◆ **REQUIRED ACTION**: Your answer needs to include each line of the records in which the string "windshield" can be found.

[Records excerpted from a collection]

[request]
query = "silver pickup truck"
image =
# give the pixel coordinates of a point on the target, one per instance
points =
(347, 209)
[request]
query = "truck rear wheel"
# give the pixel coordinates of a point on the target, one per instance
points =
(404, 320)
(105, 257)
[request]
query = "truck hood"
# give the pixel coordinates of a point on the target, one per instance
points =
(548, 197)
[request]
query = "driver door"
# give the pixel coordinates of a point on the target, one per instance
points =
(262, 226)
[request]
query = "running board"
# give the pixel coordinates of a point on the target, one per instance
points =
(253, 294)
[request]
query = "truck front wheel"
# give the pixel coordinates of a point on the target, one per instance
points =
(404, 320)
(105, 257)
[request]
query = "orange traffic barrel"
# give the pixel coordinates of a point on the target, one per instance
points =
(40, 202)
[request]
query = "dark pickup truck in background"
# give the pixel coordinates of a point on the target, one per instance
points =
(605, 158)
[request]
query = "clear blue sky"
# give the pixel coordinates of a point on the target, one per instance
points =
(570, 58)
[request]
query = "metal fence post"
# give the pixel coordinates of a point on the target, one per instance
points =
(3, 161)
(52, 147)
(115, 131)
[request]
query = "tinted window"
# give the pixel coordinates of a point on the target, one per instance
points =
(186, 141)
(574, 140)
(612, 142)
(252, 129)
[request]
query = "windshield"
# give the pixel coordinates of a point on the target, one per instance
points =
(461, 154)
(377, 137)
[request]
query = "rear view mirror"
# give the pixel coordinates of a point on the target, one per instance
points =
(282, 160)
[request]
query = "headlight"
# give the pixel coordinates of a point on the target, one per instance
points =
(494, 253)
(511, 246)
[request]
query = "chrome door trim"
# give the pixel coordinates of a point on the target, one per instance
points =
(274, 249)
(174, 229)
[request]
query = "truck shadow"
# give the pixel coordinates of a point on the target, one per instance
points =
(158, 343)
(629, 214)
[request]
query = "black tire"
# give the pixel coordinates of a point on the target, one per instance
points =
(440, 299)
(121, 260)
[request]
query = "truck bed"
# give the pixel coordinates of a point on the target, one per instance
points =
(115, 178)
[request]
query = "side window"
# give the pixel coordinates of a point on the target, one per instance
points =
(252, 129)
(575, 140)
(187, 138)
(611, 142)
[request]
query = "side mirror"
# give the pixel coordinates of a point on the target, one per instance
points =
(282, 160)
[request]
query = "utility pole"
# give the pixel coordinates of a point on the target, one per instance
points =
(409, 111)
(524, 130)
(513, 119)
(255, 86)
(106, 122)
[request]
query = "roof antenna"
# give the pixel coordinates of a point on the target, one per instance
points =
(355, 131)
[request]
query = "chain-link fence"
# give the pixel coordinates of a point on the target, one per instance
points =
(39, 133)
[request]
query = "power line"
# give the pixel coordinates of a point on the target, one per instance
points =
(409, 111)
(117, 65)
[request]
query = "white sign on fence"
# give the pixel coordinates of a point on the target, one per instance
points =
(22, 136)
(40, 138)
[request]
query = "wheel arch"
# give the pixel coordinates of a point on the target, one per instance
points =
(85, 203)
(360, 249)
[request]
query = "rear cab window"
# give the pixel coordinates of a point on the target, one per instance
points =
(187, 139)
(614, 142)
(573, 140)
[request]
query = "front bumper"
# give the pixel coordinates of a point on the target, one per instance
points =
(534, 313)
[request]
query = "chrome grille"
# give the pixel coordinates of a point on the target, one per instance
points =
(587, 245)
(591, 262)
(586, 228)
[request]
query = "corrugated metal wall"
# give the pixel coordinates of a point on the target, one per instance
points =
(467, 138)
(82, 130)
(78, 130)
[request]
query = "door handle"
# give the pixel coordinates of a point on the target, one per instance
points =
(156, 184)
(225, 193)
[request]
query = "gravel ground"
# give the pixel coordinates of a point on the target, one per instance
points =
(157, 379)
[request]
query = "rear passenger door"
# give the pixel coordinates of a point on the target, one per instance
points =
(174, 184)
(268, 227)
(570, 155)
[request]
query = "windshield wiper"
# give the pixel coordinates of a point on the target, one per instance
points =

◆ **YOUR SOLUTION**:
query = "windshield"
query = "windshield wiper"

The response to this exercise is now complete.